**Problem requirements**. Transcribe the entries below exactly.

((

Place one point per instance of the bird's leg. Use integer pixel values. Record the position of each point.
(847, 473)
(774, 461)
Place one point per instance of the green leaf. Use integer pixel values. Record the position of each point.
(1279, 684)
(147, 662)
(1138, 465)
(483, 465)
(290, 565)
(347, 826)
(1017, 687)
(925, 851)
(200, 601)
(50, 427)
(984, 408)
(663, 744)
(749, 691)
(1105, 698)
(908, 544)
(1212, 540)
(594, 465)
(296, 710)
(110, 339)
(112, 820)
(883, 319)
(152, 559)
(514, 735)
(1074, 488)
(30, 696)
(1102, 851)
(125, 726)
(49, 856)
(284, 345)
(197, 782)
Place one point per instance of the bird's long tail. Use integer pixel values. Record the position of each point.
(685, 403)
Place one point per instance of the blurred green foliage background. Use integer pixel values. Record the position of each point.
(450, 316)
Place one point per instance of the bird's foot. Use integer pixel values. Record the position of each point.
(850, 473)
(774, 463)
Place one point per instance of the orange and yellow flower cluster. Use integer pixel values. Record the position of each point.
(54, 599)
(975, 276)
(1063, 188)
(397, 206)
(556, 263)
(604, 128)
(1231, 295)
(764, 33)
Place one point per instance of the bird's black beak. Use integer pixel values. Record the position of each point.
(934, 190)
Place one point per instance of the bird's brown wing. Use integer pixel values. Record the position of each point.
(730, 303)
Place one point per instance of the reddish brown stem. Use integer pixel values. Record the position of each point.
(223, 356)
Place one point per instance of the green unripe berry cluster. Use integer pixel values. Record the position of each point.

))

**Answer**.
Place one point per instance of the bird's leg. Use integer pixel values. Record the position of each point.
(847, 473)
(774, 461)
Place one point per instance of the green leaf. Use integer pixel values. Record the position of each point.
(1279, 684)
(147, 662)
(1138, 465)
(483, 465)
(290, 565)
(347, 826)
(1017, 687)
(925, 851)
(200, 601)
(50, 427)
(984, 408)
(663, 744)
(749, 691)
(1105, 698)
(908, 544)
(1212, 540)
(594, 465)
(296, 710)
(110, 339)
(112, 820)
(883, 319)
(152, 559)
(514, 735)
(1074, 488)
(30, 696)
(1102, 851)
(125, 726)
(49, 856)
(284, 345)
(197, 782)
Place one point per instance of the bird's long tail. Use integer pixel values. Record the position of each point.
(685, 403)
Place one point per instance of the blurred green foliage background. Use integer pixel values. Record the position of each point.
(450, 316)
Place one point per instance of the bird's foot. Use integer pixel values. Record the position of each point.
(850, 473)
(774, 463)
Place one point per instance of the orange and yellow flower cluster. Use integer pixel values. Record the position of each point.
(54, 599)
(975, 276)
(1063, 188)
(397, 206)
(556, 263)
(604, 128)
(1231, 295)
(764, 33)
Place one point per instance of the bird's black beak. Use integer pixel values. Record the position of each point.
(934, 190)
Place one point per instance of the bird's brown wing. Use integer pixel values. Record the position of each point.
(730, 303)
Place one point per instance of the reddish brown stem. Use integer pixel values. Record the position of each point.
(223, 356)
Place one point per instance of the green unripe berry cluster. Use integer pixel values. Record the position of each point.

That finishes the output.